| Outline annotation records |
== == ==
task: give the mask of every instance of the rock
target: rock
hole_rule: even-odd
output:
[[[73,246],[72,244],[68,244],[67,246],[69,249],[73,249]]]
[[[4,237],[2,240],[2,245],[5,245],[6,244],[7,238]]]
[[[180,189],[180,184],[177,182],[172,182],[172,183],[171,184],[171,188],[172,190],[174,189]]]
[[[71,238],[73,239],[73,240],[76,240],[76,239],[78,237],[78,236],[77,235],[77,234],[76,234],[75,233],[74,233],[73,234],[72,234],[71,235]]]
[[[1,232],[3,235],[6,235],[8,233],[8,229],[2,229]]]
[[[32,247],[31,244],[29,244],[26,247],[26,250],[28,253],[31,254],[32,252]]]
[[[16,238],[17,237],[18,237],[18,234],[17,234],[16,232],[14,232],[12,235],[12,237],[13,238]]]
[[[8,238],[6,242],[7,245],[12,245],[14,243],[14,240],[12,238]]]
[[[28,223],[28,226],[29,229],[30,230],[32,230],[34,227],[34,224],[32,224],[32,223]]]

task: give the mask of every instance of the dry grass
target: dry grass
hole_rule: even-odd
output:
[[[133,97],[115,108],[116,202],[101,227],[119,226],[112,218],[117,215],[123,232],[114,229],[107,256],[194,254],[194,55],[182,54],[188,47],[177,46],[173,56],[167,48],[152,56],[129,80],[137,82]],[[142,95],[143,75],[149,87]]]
== == ==
Rewrite every line of the records above, requests included, multiplying each coordinate in the answers by 0.6 and rounding to the nearest whole number, with halves rounded up.

task: give the mask of every instance of the rock
target: rock
hole_rule: even-odd
output:
[[[44,148],[43,146],[41,146],[40,148],[41,149],[44,149]]]
[[[2,142],[1,144],[1,147],[3,147],[4,146],[4,143]]]
[[[108,113],[108,110],[106,109],[103,109],[103,110],[103,110],[103,113],[103,114],[104,113]]]
[[[43,143],[44,143],[44,144],[46,144],[46,143],[47,142],[47,142],[46,141],[46,140],[46,140],[45,140],[44,140],[44,140],[43,140],[43,141]]]
[[[1,139],[2,141],[4,141],[5,140],[5,137],[1,137]]]
[[[19,148],[19,146],[17,146],[16,148],[16,150],[17,152],[19,152],[19,151]]]
[[[10,143],[10,142],[11,142],[11,140],[10,140],[10,139],[8,139],[7,141],[7,142],[8,143]]]
[[[5,143],[4,145],[4,147],[7,147],[8,146],[8,144],[7,143]]]
[[[17,134],[17,136],[17,137],[18,138],[19,138],[20,136],[20,134],[19,134],[19,134]]]

task: give the mask of every instance of the dry grass
target: dry grass
hole_rule: even-odd
output:
[[[80,58],[69,65],[70,121],[61,136],[71,136],[67,131],[70,129],[74,139],[68,137],[64,154],[116,152],[116,33],[109,32],[113,28],[106,28],[104,34],[100,29],[91,34],[77,48],[82,49]],[[85,57],[86,45],[89,52]]]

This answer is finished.